Search code examples
apache-sparkpysparkdatabricksazure-eventhub

Spark Streaming AvailableNow trigger for Azure Event Hub?


I'm trying to use spark streaming with availableNow trigger to ingest data from an Azure Event Hub into a Delta Lake table in Databricks.

My code:

conn_str = "my conn string"
ehConf = {
  "eventhubs.connectionString": 
    spark.sparkContext._jvm.org.apache.spark.eventhubs.EventHubsUtils.encrypt(conn_str),
  "eventhubs.consumerGroup":
    "my-consumer-grp",
}

read_stream = spark.readStream \
  .format("eventhubs") \
  .options(**ehConf) \
  .load()

stream = read_stream.writeStream \
  .format("delta") \
  .option("checkpointLocation", checkpoint_location) \
  .trigger(availableNow=True) \
  .toTable(full_table_name, mode="append")

According to the documentation https://spark.apache.org/docs/latest/structured-streaming-programming-guide.html#triggers The availableNow trigger should process all data currently available, in a micro-batch style.

However, This is not happening, instead, it processes only 1000 rows. The output of the stream tells the story:

{
"sources" : [ {
    "description" : "org.apache.spark.sql.eventhubs.EventHubsSource@2c5bba32",
    "startOffset" : {
      "my-hub-name" : {
        "0" : 114198857
      }
    },
    "endOffset" : {
      "my-hub-name" : {
        "0" : 119649573
      }
    },
    "latestOffset" : {
      "my-hub-name" : {
        "0" : 119650573
      }
    },
    "numInputRows" : 1000,
    "inputRowsPerSecond" : 0.0,
    "processedRowsPerSecond" : 36.1755236407047
  } ]
}

We can clearly see the offset changes by way more than the 1000 processed.

■ **RECORDS SHOWN**:
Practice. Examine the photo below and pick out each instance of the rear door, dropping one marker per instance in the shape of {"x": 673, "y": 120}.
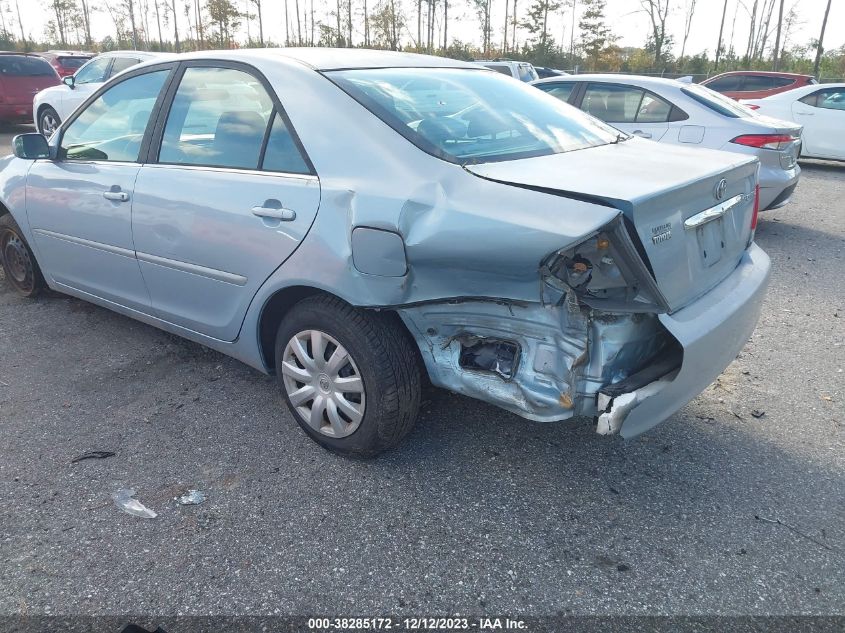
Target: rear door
{"x": 628, "y": 108}
{"x": 822, "y": 113}
{"x": 80, "y": 205}
{"x": 227, "y": 196}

■ **OBJECTIVES**:
1. In the Spark streaming question at the top, shorten the paragraph that begins "I'm trying to use spark streaming" and keep its main facts.
2. Print the Spark streaming question word for word, starting with "stream = read_stream.writeStream" and going on through "a micro-batch style.".
3. Write what comes next in the Spark streaming question at the top, picking up after its last sentence.

■ **RESPONSES FOR EACH TASK**:
1. The writer uses Spark streaming with the availableNow trigger to ingest Azure Event Hub data into a Delta Lake table in Databricks.

2.
stream = read_stream.writeStream \
  .format("delta") \
  .option("checkpointLocation", checkpoint_location) \
  .trigger(availableNow=True) \
  .toTable(full_table_name, mode="append")

According to the documentation https://spark.apache.org/docs/latest/structured-streaming-programming-guide.html#triggers The availableNow trigger should process all data currently available, in a micro-batch style.

3.
I have verified the content of the target table, it contains the last 1000 offsets. \

According to the Event Hub configuration for Pyspark https://github.com/Azure/azure-event-hubs-spark/blob/master/docs/PySpark/structured-streaming-pyspark.md#event-hubs-configuration
The maxEventsPerTrigger is set to 1000*partitionCount by default, this should only affect how many events are processed per batch though, and not the total amount of records processed by availableNow trigger.

Running the same query with the trigger being once=True will instead ingest all of the events (assuming batch size is set large enough).

Is seems like the availableNow trigger is not working as intended for Azure Event Hub.


Solution

  • The 'avaiableNow' trigger seems to not be implemented yet in 'azure-event-hub-spark' package.

    But there is a workaround possible using Kafka connector to Azure Event Hub - https://github.com/Azure/azure-event-hubs-for-kafka/tree/master/tutorials/spark

    So essentially the previous code becomes

    bootstrap_servers = "my-evh-namespace.servicebus.windows.net:9093"
    eventhub_endpoint = "my-evh-namespace-endpoint"
    
    # The 'kafkashaded' part here is because it's running in Databricks.
    # Otherwise drop that part.
    EH_SASL = f"kafkashaded.org.apache.kafka.common.security.plain.PlainLoginModule required username=\"$ConnectionString\" password=\"{eventhub_endpoint}\";"
    
    topic = "my-eventhub-name"
    
    read_stream = spark.readStream \
        .format("kafka") \
        .option("kafka.bootstrap.servers", bootstrap_servers) \
        .option("kafka.sasl.mechanism", "PLAIN") \
        .option("kafka.security.protocol", "SASL_SSL") \
        .option("kafka.sasl.jaas.config", EH_SASL) \
        .option("subscribe", topic) \
        .option("maxOffsetsPerTrigger", 1000) \
        .option("startingOffsets", "earliest") \
        .option("includeHeaders", "true") \
        .load()
    
    # Notice that the output writeStream remains the same.
    stream = read_stream.writeStream \
      .format("delta") \
      .option("checkpointLocation", checkpoint_location) \
      .trigger(availableNow=True) \
      .toTable(full_table_name, mode="append")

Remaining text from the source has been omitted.